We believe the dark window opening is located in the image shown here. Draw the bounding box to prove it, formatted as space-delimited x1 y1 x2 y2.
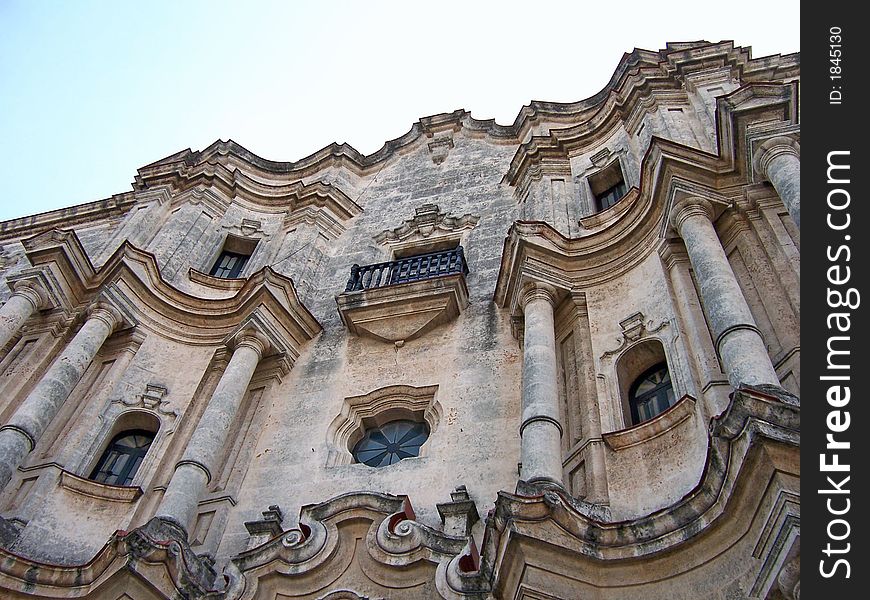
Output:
209 235 257 279
589 161 628 212
210 250 251 279
89 429 154 485
352 421 429 467
628 363 675 424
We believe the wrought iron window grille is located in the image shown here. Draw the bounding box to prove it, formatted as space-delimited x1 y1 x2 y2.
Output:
344 246 468 292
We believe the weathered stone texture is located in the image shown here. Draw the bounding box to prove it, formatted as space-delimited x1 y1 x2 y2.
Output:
0 43 800 600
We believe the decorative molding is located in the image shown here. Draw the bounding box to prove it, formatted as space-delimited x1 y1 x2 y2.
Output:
374 204 480 245
114 383 178 421
601 312 670 360
59 471 142 504
326 385 443 467
601 394 697 450
335 274 468 343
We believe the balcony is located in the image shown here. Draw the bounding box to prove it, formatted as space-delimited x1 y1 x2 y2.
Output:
344 246 468 292
335 246 468 344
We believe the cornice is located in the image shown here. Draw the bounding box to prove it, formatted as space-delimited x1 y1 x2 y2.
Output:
0 192 136 242
503 42 797 187
0 41 800 246
484 388 800 560
17 231 320 350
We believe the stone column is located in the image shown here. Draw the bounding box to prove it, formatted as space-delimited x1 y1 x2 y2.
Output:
156 330 269 533
0 281 49 348
0 304 123 489
752 137 801 229
520 285 562 486
672 198 780 388
573 294 610 504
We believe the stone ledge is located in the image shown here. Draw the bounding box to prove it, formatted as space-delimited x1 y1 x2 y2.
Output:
187 267 245 292
335 274 468 342
60 471 142 502
601 394 695 450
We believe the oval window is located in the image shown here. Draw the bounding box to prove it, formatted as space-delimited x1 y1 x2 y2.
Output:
352 421 429 467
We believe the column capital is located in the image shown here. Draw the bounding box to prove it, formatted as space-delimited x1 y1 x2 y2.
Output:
518 282 559 312
752 136 801 179
88 300 124 331
12 279 53 310
229 327 272 358
671 196 716 236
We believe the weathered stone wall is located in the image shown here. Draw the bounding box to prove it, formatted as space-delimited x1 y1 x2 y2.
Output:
0 39 800 597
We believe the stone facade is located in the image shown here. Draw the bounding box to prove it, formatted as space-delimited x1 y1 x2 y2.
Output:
0 42 800 600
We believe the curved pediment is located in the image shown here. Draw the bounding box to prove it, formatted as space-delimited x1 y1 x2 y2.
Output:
19 230 321 352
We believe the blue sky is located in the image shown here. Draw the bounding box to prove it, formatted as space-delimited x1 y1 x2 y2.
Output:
0 0 800 220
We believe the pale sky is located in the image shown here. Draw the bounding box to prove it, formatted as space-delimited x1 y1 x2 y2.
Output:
0 0 800 220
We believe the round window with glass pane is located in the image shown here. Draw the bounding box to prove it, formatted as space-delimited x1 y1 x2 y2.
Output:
352 421 429 467
628 363 675 424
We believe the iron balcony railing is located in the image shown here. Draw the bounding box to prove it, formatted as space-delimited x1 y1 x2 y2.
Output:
344 246 468 292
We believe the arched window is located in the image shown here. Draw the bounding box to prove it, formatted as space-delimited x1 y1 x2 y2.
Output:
89 429 154 485
353 420 429 467
628 362 675 424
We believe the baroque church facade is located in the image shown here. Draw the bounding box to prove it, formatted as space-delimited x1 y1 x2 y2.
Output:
0 42 800 600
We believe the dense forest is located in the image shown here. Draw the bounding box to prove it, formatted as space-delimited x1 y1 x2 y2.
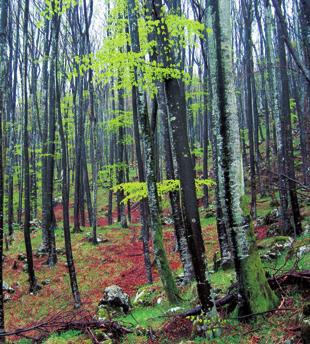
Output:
0 0 310 344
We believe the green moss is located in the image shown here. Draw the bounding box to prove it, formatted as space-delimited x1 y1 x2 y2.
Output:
44 330 91 344
257 236 290 249
241 224 279 313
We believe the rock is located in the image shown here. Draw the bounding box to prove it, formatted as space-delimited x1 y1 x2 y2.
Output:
2 281 15 294
17 253 27 262
165 306 184 314
30 219 41 230
3 294 12 302
204 205 216 218
133 285 161 306
258 237 294 261
297 245 310 258
42 278 51 285
263 208 279 225
53 196 62 207
301 303 310 343
267 222 282 238
257 236 293 249
213 251 222 272
56 247 66 256
98 285 131 314
163 216 173 225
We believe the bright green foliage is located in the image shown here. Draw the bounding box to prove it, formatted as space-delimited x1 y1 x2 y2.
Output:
113 179 215 203
106 111 132 133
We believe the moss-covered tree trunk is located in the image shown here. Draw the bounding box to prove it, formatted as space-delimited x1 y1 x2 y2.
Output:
128 0 178 303
212 0 278 314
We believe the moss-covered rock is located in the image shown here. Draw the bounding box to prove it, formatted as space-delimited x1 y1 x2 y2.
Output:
257 235 293 249
133 285 163 306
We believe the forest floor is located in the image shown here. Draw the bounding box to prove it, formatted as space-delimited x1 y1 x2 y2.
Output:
4 196 310 344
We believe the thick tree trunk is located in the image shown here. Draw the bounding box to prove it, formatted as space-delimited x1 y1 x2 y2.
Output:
23 0 38 293
128 0 178 304
212 0 278 314
0 0 9 343
152 0 214 311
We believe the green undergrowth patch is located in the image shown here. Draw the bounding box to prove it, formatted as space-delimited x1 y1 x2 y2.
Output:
44 330 92 344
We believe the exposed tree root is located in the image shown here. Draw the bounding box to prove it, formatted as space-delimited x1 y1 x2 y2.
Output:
0 310 132 343
178 270 310 317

**EXERCISE AIM:** Rescale the material from the line containing "We believe the round" up to and including the line containing "241 224 279 313", reproducing every line, requests included, with each bounding-box coordinate in the answers multiplied by 1.3 and rounded to a whole number, halves rounded up. Leave the pictures out of your reply.

**EXPECTED ANSWER:**
We believe the round window with glass pane is located in the image shown here. Draw the bounding box to prove it, formatted as space-delimited x1 y1 x2 y2.
Output:
458 547 558 607
816 472 878 551
We believe the iron balcony railing is located in the image shown here. Draw the bounding box to prove it, formatted as space-delimited x1 y1 x2 y2.
Output:
447 320 608 380
We believe the arched window is located in the image shown here. Draw the bounding box to prove it, formatted as space-delimited x1 y1 x2 y2.
Output:
116 558 200 631
459 546 558 607
816 471 878 551
We believe the baroque church facade is located in the image shown here. Draw the bounding box to prove it, formatted as space-delimited x1 y1 x2 y2.
Output:
0 55 1040 780
We believe the dense forest is located in the image shown here. Draw the bounding box to prove it, formatted as space-delimited x1 y1 x2 y2.
Output:
0 0 403 447
We believe the green moss is located in the image shown here. Draw the bounding box to prove it, formatted as space-delimited x1 y1 x2 y2.
Output:
57 429 118 447
334 307 377 324
313 291 363 407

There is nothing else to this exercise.